[Page excerpt]
BEGIN

The second is taken from a few hundred yards further on, where the village of Sachseln [inscribed [‘Sax Sinl’] comes clearly into view. We can make out the tower of the church to the left. Murray’s Handbook for Travellers in Switzerland would have informed Turner that the church is a place of some celebrity, being the final resting place of St Niklaus von Flüe (1417 – 1487) a farmer from nearby Flüeli who through visions became a hermit monk in the nearby Melchertal. He managed, it is said, to live without food for nearly 20 years, but attained fame through stern and sage advocacy for peace between belligerent comrades in the fragile Swiss confederacy.

The page also contains (upside down in relation to the main sketch) three detail studies of church towers. These were presumably snatched from the moving char, and are so rough as to defy positive identification, and some, if not all, may be out of sequence. That at the top left could be St Thodulkirche at Sachseln, as might that at the bottom edge, but the tower in between is most likely that of the old church at Lungern.

The next page (19v) contains a rough sketch of a church with mountains behind.


This seems likely to have been intended to record St Thodulkirche as the char passed through the bottom of the square at Sachseln, but if so, it was taken without stopping, giving time only to take a fleeting glimpse of the scene and then scribble it down as best he could from memory. This is an issue that is perhaps worth a longer pause for thought than we can give it here. An artist cannot [except with some optical gadgetry] look at the subject and the paper at the same time, so is always drawing from memory.

END

[Supplied entries]
BEGIN

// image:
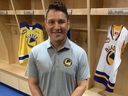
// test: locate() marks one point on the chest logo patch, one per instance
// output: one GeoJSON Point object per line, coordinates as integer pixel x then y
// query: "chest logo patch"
{"type": "Point", "coordinates": [67, 62]}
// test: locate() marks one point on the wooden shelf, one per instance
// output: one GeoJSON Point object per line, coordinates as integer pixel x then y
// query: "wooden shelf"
{"type": "Point", "coordinates": [81, 29]}
{"type": "Point", "coordinates": [42, 12]}
{"type": "Point", "coordinates": [109, 11]}
{"type": "Point", "coordinates": [102, 30]}
{"type": "Point", "coordinates": [82, 11]}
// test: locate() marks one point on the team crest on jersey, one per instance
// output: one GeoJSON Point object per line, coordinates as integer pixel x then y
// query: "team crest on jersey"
{"type": "Point", "coordinates": [24, 31]}
{"type": "Point", "coordinates": [31, 40]}
{"type": "Point", "coordinates": [116, 30]}
{"type": "Point", "coordinates": [110, 55]}
{"type": "Point", "coordinates": [67, 62]}
{"type": "Point", "coordinates": [107, 40]}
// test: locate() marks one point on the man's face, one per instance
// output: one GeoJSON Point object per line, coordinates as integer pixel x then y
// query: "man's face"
{"type": "Point", "coordinates": [56, 25]}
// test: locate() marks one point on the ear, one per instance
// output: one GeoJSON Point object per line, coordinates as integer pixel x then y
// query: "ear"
{"type": "Point", "coordinates": [68, 24]}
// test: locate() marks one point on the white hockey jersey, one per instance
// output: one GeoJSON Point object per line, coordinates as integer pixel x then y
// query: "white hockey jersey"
{"type": "Point", "coordinates": [110, 58]}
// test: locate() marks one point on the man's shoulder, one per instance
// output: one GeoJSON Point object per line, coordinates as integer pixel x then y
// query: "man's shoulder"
{"type": "Point", "coordinates": [75, 46]}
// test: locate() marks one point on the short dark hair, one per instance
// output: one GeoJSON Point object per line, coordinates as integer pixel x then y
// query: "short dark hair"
{"type": "Point", "coordinates": [59, 6]}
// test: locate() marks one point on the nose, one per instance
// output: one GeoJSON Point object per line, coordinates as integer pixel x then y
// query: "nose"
{"type": "Point", "coordinates": [57, 25]}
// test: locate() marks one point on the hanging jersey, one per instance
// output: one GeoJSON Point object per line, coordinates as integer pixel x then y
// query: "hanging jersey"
{"type": "Point", "coordinates": [110, 58]}
{"type": "Point", "coordinates": [29, 37]}
{"type": "Point", "coordinates": [68, 34]}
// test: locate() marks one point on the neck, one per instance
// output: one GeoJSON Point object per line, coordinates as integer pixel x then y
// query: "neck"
{"type": "Point", "coordinates": [58, 44]}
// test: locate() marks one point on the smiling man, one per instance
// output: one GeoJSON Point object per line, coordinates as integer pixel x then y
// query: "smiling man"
{"type": "Point", "coordinates": [57, 67]}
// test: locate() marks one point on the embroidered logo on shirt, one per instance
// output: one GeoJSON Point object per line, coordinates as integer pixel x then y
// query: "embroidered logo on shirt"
{"type": "Point", "coordinates": [67, 62]}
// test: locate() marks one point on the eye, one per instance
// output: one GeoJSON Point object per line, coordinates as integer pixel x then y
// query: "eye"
{"type": "Point", "coordinates": [51, 22]}
{"type": "Point", "coordinates": [61, 21]}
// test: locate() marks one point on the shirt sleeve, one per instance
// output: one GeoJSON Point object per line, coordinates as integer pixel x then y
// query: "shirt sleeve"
{"type": "Point", "coordinates": [31, 67]}
{"type": "Point", "coordinates": [83, 72]}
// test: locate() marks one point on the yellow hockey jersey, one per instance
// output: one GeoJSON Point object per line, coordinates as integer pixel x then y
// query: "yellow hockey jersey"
{"type": "Point", "coordinates": [110, 58]}
{"type": "Point", "coordinates": [30, 36]}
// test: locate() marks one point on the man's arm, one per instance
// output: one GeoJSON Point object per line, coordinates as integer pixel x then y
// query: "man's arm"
{"type": "Point", "coordinates": [34, 88]}
{"type": "Point", "coordinates": [81, 87]}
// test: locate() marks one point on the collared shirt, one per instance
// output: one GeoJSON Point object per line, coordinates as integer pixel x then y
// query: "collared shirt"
{"type": "Point", "coordinates": [58, 70]}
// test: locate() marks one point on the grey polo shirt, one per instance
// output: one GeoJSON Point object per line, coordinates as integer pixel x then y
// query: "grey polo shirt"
{"type": "Point", "coordinates": [58, 70]}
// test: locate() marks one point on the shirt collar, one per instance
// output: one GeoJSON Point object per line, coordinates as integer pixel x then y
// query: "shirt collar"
{"type": "Point", "coordinates": [66, 45]}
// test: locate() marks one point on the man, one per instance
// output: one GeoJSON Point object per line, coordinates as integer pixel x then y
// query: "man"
{"type": "Point", "coordinates": [57, 67]}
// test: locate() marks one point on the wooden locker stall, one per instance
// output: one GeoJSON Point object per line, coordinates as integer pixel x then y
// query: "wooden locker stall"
{"type": "Point", "coordinates": [12, 13]}
{"type": "Point", "coordinates": [102, 15]}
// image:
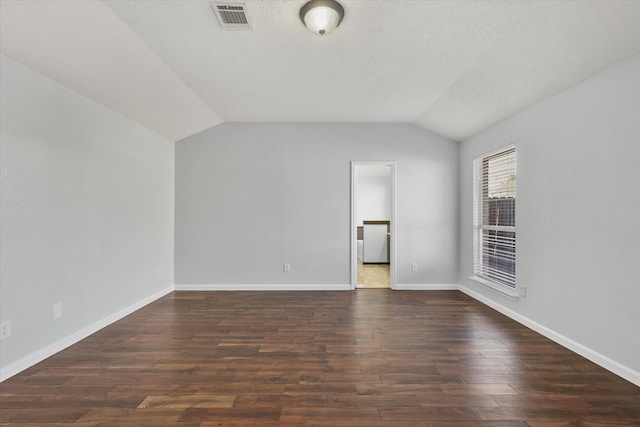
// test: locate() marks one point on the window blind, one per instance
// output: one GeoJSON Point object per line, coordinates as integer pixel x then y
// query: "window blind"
{"type": "Point", "coordinates": [495, 217]}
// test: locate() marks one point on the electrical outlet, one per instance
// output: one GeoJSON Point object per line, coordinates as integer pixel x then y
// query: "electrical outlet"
{"type": "Point", "coordinates": [5, 329]}
{"type": "Point", "coordinates": [57, 310]}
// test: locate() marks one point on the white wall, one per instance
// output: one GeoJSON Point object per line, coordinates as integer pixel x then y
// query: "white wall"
{"type": "Point", "coordinates": [86, 215]}
{"type": "Point", "coordinates": [373, 197]}
{"type": "Point", "coordinates": [250, 197]}
{"type": "Point", "coordinates": [578, 215]}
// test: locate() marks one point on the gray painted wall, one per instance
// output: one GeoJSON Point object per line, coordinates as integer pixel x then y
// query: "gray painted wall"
{"type": "Point", "coordinates": [86, 214]}
{"type": "Point", "coordinates": [578, 212]}
{"type": "Point", "coordinates": [250, 197]}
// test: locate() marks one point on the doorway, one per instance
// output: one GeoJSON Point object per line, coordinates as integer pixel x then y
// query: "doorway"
{"type": "Point", "coordinates": [372, 224]}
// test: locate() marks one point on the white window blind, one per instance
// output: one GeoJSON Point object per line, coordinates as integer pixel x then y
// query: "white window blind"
{"type": "Point", "coordinates": [495, 217]}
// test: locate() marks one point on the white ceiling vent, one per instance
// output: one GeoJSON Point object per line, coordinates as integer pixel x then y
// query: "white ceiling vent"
{"type": "Point", "coordinates": [232, 16]}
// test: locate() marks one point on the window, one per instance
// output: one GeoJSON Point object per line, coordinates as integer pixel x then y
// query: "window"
{"type": "Point", "coordinates": [494, 240]}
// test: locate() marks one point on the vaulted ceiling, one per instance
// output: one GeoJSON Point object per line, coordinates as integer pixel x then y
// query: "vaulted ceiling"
{"type": "Point", "coordinates": [453, 67]}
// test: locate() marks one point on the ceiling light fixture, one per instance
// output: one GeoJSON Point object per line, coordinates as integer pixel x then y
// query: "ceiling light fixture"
{"type": "Point", "coordinates": [322, 16]}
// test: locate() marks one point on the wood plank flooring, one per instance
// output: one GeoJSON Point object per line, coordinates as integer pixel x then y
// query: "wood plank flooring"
{"type": "Point", "coordinates": [301, 359]}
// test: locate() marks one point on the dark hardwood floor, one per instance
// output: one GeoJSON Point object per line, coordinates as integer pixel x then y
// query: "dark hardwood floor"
{"type": "Point", "coordinates": [365, 358]}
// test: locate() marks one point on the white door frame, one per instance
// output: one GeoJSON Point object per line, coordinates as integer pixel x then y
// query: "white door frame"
{"type": "Point", "coordinates": [354, 236]}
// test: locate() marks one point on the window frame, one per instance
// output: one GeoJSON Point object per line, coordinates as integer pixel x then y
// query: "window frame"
{"type": "Point", "coordinates": [508, 285]}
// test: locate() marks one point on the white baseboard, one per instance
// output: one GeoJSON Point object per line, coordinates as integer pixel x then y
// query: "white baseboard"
{"type": "Point", "coordinates": [597, 358]}
{"type": "Point", "coordinates": [425, 287]}
{"type": "Point", "coordinates": [262, 287]}
{"type": "Point", "coordinates": [38, 356]}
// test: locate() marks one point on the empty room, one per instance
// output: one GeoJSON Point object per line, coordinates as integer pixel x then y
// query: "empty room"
{"type": "Point", "coordinates": [320, 213]}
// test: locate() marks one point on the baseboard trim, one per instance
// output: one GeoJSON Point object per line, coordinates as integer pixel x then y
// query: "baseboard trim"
{"type": "Point", "coordinates": [425, 287]}
{"type": "Point", "coordinates": [262, 287]}
{"type": "Point", "coordinates": [597, 358]}
{"type": "Point", "coordinates": [38, 356]}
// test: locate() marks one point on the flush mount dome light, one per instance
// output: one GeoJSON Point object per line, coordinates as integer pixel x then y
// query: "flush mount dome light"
{"type": "Point", "coordinates": [322, 16]}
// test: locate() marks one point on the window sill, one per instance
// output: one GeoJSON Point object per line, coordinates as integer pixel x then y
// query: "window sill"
{"type": "Point", "coordinates": [501, 289]}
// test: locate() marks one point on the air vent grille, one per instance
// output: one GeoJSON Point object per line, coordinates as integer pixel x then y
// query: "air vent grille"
{"type": "Point", "coordinates": [232, 16]}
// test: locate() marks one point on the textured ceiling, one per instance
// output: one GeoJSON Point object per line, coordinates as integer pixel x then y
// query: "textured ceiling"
{"type": "Point", "coordinates": [453, 67]}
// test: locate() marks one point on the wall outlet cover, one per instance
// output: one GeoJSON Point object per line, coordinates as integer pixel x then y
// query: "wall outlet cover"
{"type": "Point", "coordinates": [5, 329]}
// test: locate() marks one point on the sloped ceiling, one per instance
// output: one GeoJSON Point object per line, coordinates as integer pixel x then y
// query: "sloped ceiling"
{"type": "Point", "coordinates": [452, 67]}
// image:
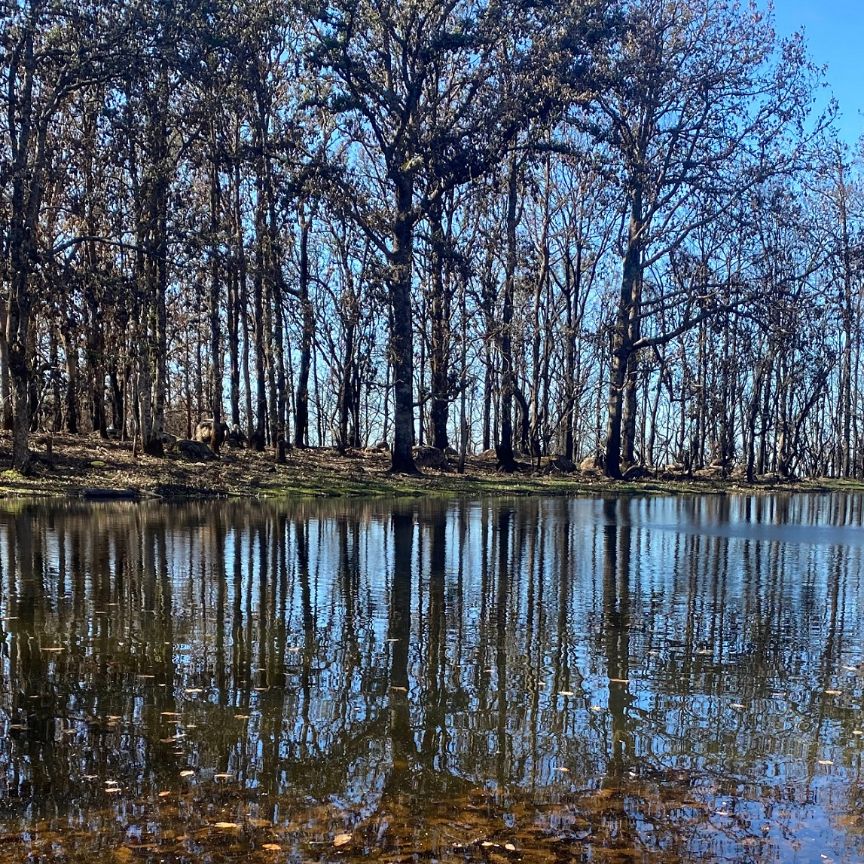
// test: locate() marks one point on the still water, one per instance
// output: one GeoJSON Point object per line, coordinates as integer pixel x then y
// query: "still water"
{"type": "Point", "coordinates": [664, 679]}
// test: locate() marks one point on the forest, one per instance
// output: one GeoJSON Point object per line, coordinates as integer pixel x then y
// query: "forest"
{"type": "Point", "coordinates": [625, 230]}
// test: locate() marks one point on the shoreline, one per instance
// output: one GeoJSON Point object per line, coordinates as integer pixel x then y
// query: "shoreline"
{"type": "Point", "coordinates": [89, 468]}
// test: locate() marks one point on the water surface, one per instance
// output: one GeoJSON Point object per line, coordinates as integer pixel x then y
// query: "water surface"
{"type": "Point", "coordinates": [659, 679]}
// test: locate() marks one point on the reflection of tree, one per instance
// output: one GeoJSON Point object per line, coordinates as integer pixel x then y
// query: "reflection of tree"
{"type": "Point", "coordinates": [282, 614]}
{"type": "Point", "coordinates": [616, 623]}
{"type": "Point", "coordinates": [399, 633]}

END

[What you need to do]
[a] According to the passage on Turner's sketches near Sachseln, for about how long did St Niklaus von Flüe reportedly live without food?
[b] Copy the stretch from "This seems likely" through "drawing from memory." in the passage on Turner's sketches near Sachseln.
[c] Continue the passage on Turner's sketches near Sachseln from where it stops.

[Responses by task]
[a] Nearly 20 years.

[b]
This seems likely to have been intended to record St Thodulkirche as the char passed through the bottom of the square at Sachseln, but if so, it was taken without stopping, giving time only to take a fleeting glimpse of the scene and then scribble it down as best he could from memory. This is an issue that is perhaps worth a longer pause for thought than we can give it here. An artist cannot [except with some optical gadgetry] look at the subject and the paper at the same time, so is always drawing from memory.

[c]
Turner recognised that this can be both a strength and a weakness. It is a poor way to record specific formal detail, such as of architecture or the profiles of mountains, but perfectly suited to effects of colour and light, or sensations, or the more general feeling of a space. At this stage of his career Turner was much more concerned with the latter. The rest could always be checked from more prosaic sources. The camera has rather made us forget that formal particulars are not the only are source of visual significance. Indeed the camera can impute significance to almost any particularity at which it might be pointed.

As the char progressed on from Sachseln, the view behind opened up across the foot of the lake towards Mont Pilatus and the Stanserhorn.

The brief halt at Sachseln station was the closest I came to this view, but H.reudi von buren has posted a much more sublime photograph on Google Earth.

Turner had slightly more leisure to observe his subject, but still an unsteady surface on which to draw. Nonetheless his profiles make the mountains recognisable. In truth, however, the view in itself is relatively plain, and is generally only enlivened by effect. On a clear summer evening the Stanserhorn would be bathed in evening light, and the sun glinting on the peak of Pilatus. Even with only the pressure of his pencil at his disposal, and the lurching page of his sketchbook, Turner manages to leave himself a reminder of the moment, with the firmer touch of the pencil around the peak.